### STATED PROBLEM A
Print the passage of the composer.json issue from "As found in" to "issue is security.".
### STATED PROBLEM B
According to the composer.json issue, why was the plan narrowed to updating only .htaccess and web.config?

### TEXT BLOCK
********
Problem/Motivation

As found in this post, composer.json files are indexed by search engines. This is not (necessarily) a security problem, but:

  • it seems like a good idea to disallow users from finding a website with such search queries
  • we can't think of a good reason why someone would want to access composer.json or composer.lock directly from the web
  • malicious visitors could use the information in the files to start looking for vulnerabilities

Beta phase evaluation

Reference: https://www.drupal.org/core/beta-changes
Issue category Task
Issue priority Not critical because it does not open a security problem, but it seems like a good idea.
Prioritized changes The main goal of this issue is security.
Disruption Not disruptive.

Proposed resolution

Initially, we proposed either:

  1. Disallowing search engines from indexing composer.json and composer.lock by adding them to robots.txt
  2. Blocking access to composer.json and composer.lock using .htaccess and web.config

Looking at robots.txt, we did not see any lines which corresponded with blocking rules in .htaccess or web.config. Based on this precedent, we decided to only update .htaccess and web.config.
********
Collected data
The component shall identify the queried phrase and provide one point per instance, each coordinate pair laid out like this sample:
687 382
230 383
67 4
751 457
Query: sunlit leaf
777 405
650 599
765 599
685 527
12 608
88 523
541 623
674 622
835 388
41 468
********
### FINISHED ANSWER A
As found in this post, composer.json files are indexed by search engines. This is not (necessarily) a security problem, but:

  • it seems like a good idea to disallow users from finding a website with such search queries
  • we can't think of a good reason why someone would want to access composer.json or composer.lock directly from the web
  • malicious visitors could use the information in the files to start looking for vulnerabilities

Beta phase evaluation

Reference: https://www.drupal.org/core/beta-changes
Issue category Task
Issue priority Not critical because it does not open a security problem, but it seems like a good idea.
Prioritized changes The main goal of this issue is security.

### FINISHED ANSWER B
The robots.txt file contained no lines that corresponded to the blocking rules in .htaccess or web.config. Following that precedent, the decision was to change only .htaccess and web.config and leave robots.txt alone.